Tribune de Julien Aubert

Quand le chat n’est pas là, les souris dansent. Alors que l’horloger du système international – les Etats-Unis d’Amérique – est paralysé par la campagne interne des présidentielles, le reste du monde s’en donne à cœur joie pour avancer ses pions. C’est bien entendu le cas d’Israël qui se dépêche de liquider ses opposants, mais c’est aussi le cas de la Chine qui a profité de l’interlude Trump/Harris pour organiser un exercice géant d’encerclement de Taïwan appelé Joint Sword-2024B. Taiwan est sans doute le point le plus chaud de la planète, peut-être même avant le Proche-Orient. Qu’une île de 24 millions d’habitants – 36 000 km2 au statut juridique incertain – soit l’enjeu d’un bras de fer entre l’Amérique, le pays le plus puissant de la planète, et la Chine, le pays le plus peuplé, oblige à comprendre les tenants et aboutissements d’une situation qui perdure depuis plusieurs décennies.

- [Travail demandé]:
• a. Recopiez tout ce qui va de « Quand le chat » jusqu'à « depuis plusieurs décennies. » dans la tribune sur Taïwan, en substituant « Russie » à « Chine ».
• b. Traduisez en anglais cette phrase de la tribune sur Taïwan : « Taiwan est sans doute le point le plus chaud de la planète, peut-être même avant le Proche-Orient. »
• c. Rédigez la suite de la tribune sur Taïwan, à partir de la fin de sa dernière phrase.
Les entrées n'interviennent pas ici.

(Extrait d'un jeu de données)
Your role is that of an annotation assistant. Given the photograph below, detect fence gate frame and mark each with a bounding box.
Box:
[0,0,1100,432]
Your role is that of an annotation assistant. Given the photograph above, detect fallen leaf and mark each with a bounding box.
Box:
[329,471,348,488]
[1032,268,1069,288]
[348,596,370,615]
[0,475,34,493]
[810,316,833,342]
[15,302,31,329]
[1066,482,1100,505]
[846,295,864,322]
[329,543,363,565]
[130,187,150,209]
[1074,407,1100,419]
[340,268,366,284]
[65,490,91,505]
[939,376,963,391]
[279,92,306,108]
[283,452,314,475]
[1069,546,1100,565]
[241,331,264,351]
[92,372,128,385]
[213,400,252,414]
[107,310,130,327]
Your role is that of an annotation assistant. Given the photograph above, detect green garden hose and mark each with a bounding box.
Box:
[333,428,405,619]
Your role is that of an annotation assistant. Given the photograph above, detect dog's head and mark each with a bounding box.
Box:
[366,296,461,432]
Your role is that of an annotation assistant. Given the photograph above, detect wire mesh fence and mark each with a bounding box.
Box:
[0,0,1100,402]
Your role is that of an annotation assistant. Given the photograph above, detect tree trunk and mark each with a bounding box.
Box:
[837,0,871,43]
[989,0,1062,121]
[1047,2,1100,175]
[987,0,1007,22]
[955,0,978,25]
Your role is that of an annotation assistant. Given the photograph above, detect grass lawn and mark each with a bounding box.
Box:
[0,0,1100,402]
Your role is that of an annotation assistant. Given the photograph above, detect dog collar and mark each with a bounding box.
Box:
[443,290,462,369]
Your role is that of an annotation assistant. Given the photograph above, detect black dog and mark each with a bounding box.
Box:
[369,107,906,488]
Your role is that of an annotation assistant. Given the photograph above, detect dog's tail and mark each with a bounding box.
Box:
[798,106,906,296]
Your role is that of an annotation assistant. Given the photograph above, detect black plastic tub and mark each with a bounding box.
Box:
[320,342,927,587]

- [Réponses fournies]:
• a.
Quand le chat n’est pas là, les souris dansent. Alors que l’horloger du système international – les Etats-Unis d’Amérique – est paralysé par la campagne interne des présidentielles, le reste du monde s’en donne à cœur joie pour avancer ses pions. C’est bien entendu le cas d’Israël qui se dépêche de liquider ses opposants, mais c’est aussi le cas de la Russie qui a profité de l’interlude Trump/Harris pour organiser un exercice géant d’encerclement de Taïwan appelé Joint Sword-2024B. Taiwan est sans doute le point le plus chaud de la planète, peut-être même avant le Proche-Orient. Qu’une île de 24 millions d’habitants – 36 000 km2 au statut juridique incertain – soit l’enjeu d’un bras de fer entre l’Amérique, le pays le plus puissant de la planète, et la Russie, le pays le plus peuplé, oblige à comprendre les tenants et aboutissements d’une situation qui perdure depuis plusieurs décennies.

• b. Taiwan is probably the hottest spot on the planet, perhaps even ahead of the Middle East.

• c.
Comme pour Israël, rappelons que le conflit sino-taïwanais a changé de nature depuis sa source, en 1949. Au Proche-Orient, on est passé d’un conflit sur la terre à un conflit sur le ciel (introduction des paramètres religieux dans une affaire strictement laïque au départ). Côté chinois, on a évolué d’un problème militaire à un sujet de survie : l’île est en effet au centre d’une querelle identitaire, ethnique, culturelle essentielle pour le nationalisme chinois (la Grande Chine, après la récupération de Macao et de Hong-Kong) mais qui représente un intérêt stratégique pour plusieurs puissances présentes en Asie : les Etats-Unis, le Japon et toute l’Asie du Nord-Est.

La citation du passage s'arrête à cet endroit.